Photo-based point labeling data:
§ §

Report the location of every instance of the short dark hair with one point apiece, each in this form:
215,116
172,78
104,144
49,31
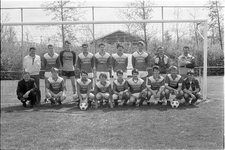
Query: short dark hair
119,45
32,48
135,71
155,68
25,72
83,72
67,42
101,44
119,71
84,45
103,75
186,47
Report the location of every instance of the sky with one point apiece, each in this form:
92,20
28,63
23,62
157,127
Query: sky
101,14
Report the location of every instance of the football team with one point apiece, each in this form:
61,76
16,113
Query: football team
112,88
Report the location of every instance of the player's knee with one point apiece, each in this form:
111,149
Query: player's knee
115,96
106,96
98,96
91,96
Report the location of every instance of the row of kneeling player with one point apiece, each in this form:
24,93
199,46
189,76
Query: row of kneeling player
135,91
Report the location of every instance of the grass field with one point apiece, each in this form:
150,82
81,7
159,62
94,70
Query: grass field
147,127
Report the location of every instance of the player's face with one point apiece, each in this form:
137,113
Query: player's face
156,72
67,46
185,50
85,49
161,51
102,47
26,77
120,76
32,52
102,79
174,72
190,76
84,77
50,49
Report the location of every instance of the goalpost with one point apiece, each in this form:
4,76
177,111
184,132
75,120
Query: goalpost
127,22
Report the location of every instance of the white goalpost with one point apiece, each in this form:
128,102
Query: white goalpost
204,90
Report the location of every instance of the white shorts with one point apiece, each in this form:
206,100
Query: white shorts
48,74
107,74
115,76
143,74
136,95
90,75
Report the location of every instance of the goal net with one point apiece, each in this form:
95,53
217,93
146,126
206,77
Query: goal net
173,35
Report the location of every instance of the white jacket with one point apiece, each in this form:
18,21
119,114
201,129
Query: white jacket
33,67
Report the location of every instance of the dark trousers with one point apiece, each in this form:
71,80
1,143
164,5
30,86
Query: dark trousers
32,97
37,82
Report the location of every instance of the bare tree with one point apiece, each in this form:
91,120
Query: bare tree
138,10
66,11
216,20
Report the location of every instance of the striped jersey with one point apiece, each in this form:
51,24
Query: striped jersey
102,62
99,87
119,62
119,86
140,60
55,86
136,86
155,84
49,62
162,62
173,82
85,62
83,85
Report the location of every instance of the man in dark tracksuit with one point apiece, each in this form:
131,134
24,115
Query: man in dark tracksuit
27,89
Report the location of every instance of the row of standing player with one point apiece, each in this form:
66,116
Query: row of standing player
67,59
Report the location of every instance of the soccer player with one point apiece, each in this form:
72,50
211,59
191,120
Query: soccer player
173,85
26,90
102,61
162,61
85,61
67,60
140,60
84,88
119,61
103,90
156,86
32,64
185,62
120,88
137,88
56,89
49,61
191,88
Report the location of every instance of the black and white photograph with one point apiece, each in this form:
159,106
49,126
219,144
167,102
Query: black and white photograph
112,74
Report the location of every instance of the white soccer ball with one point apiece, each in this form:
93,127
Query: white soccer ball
175,104
83,105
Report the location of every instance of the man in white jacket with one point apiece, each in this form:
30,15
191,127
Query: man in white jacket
32,64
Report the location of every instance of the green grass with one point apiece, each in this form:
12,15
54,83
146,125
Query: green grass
154,127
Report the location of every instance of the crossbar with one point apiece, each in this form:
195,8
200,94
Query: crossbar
100,22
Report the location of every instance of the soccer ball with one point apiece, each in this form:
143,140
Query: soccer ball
175,104
83,105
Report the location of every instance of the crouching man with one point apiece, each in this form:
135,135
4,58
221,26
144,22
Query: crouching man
26,90
103,90
191,88
84,85
156,86
120,89
56,90
137,89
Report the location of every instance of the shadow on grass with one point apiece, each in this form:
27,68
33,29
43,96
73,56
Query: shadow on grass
73,108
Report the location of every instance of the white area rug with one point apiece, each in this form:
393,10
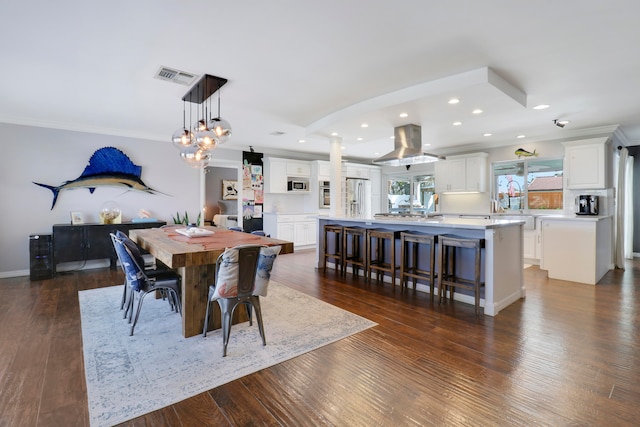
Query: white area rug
131,376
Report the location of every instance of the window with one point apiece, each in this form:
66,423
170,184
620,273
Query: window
528,184
411,194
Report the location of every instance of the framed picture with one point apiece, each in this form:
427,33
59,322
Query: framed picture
77,218
229,190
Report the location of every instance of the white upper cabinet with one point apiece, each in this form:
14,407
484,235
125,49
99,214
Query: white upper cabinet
450,175
278,171
465,173
275,175
585,164
357,171
298,169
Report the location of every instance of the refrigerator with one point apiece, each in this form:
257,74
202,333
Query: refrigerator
358,202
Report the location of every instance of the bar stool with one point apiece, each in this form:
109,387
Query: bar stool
376,242
354,254
449,276
336,254
410,244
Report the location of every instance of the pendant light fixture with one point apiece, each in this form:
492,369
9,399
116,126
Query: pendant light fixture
197,142
220,127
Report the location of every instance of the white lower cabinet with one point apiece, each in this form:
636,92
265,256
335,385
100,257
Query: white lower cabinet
297,228
576,250
529,244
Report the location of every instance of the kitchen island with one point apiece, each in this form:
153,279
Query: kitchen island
502,257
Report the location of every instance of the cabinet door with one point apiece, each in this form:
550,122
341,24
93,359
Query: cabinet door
286,232
529,244
310,233
354,171
585,166
275,175
68,244
450,175
298,169
476,174
300,233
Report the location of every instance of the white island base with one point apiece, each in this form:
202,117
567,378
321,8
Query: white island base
502,257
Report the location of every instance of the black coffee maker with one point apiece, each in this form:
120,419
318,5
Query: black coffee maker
587,204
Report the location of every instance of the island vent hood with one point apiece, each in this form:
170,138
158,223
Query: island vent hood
408,148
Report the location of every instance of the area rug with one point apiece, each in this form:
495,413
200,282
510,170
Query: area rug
130,376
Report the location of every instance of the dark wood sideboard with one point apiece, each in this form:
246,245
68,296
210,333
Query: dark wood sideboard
85,242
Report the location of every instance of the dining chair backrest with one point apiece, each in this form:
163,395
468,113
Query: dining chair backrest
236,271
127,257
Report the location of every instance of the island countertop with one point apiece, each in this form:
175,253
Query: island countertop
502,256
443,222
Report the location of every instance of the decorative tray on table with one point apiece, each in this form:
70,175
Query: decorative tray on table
194,232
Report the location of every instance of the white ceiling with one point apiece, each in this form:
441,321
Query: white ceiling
308,69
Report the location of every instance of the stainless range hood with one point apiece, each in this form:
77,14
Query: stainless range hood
408,148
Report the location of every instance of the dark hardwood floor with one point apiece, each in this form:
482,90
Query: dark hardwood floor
568,354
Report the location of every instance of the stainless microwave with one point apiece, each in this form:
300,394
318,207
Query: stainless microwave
297,185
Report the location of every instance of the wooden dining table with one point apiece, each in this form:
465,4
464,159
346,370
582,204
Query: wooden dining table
194,258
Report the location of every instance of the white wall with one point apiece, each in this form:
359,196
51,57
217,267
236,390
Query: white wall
52,156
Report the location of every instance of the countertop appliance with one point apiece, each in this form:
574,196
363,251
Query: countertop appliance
358,198
325,194
587,204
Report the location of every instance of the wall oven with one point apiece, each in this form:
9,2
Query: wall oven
325,195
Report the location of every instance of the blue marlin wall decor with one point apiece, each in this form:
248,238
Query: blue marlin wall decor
108,166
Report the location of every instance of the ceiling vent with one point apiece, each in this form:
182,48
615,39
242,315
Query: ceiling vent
175,76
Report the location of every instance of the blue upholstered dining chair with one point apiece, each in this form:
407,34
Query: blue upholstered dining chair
242,276
141,281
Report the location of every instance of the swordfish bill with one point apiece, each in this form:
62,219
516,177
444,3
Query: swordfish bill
108,166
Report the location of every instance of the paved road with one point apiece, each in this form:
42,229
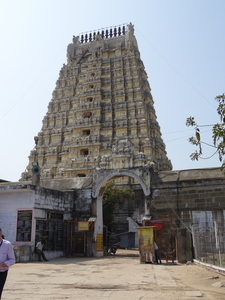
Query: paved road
113,278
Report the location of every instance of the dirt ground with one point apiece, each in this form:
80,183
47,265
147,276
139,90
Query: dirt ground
116,277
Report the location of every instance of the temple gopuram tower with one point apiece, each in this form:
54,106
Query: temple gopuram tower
101,114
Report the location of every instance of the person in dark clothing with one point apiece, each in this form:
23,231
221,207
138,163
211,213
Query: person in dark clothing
39,251
7,258
157,255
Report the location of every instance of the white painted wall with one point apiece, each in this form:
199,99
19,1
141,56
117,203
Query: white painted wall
10,201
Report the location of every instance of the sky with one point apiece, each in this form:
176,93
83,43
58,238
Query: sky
181,43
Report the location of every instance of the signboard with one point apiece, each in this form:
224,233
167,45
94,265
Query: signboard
99,242
145,235
157,225
24,225
83,225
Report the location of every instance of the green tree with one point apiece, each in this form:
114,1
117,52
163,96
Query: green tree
112,198
218,133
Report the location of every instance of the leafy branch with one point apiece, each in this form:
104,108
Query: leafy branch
218,133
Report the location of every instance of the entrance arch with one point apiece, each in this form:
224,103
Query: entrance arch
101,178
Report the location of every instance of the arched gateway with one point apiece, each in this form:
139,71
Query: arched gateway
101,178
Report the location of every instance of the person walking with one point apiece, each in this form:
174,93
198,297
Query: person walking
7,259
157,255
39,251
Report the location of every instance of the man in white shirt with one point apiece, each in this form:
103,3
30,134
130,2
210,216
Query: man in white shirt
7,258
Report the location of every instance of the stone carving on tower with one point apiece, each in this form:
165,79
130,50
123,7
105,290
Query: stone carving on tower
101,114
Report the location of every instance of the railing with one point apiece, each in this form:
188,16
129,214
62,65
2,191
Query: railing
104,33
209,245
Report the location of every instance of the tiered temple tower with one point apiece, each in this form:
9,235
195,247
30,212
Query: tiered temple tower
101,114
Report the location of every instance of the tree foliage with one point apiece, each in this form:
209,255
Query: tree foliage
114,197
218,133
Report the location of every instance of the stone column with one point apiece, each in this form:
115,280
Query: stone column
98,233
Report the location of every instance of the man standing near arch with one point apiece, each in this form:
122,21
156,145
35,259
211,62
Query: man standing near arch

§ §

EXERCISE =
Look above for the line containing "Report the location of every instance of the tiered", then transcribe it and all lines after it through the last, exactly and with nothing else.

WRITTEN ANSWER =
Report the location of every instance of the tiered temple tower with one point apiece, each in this form:
9,235
195,247
30,212
Query: tiered temple tower
101,114
Report the location of every instance of the tree foliage with one point apiece, each in this form:
209,255
Query: tree foliage
114,197
218,133
Report the location of every instance of the stone column with one point apiece, each in this form:
115,280
Query: stone column
98,233
Report the location of every instance of the man standing near arch with one point apiece, each in this form:
122,21
156,145
35,259
211,62
Query: man standing near arch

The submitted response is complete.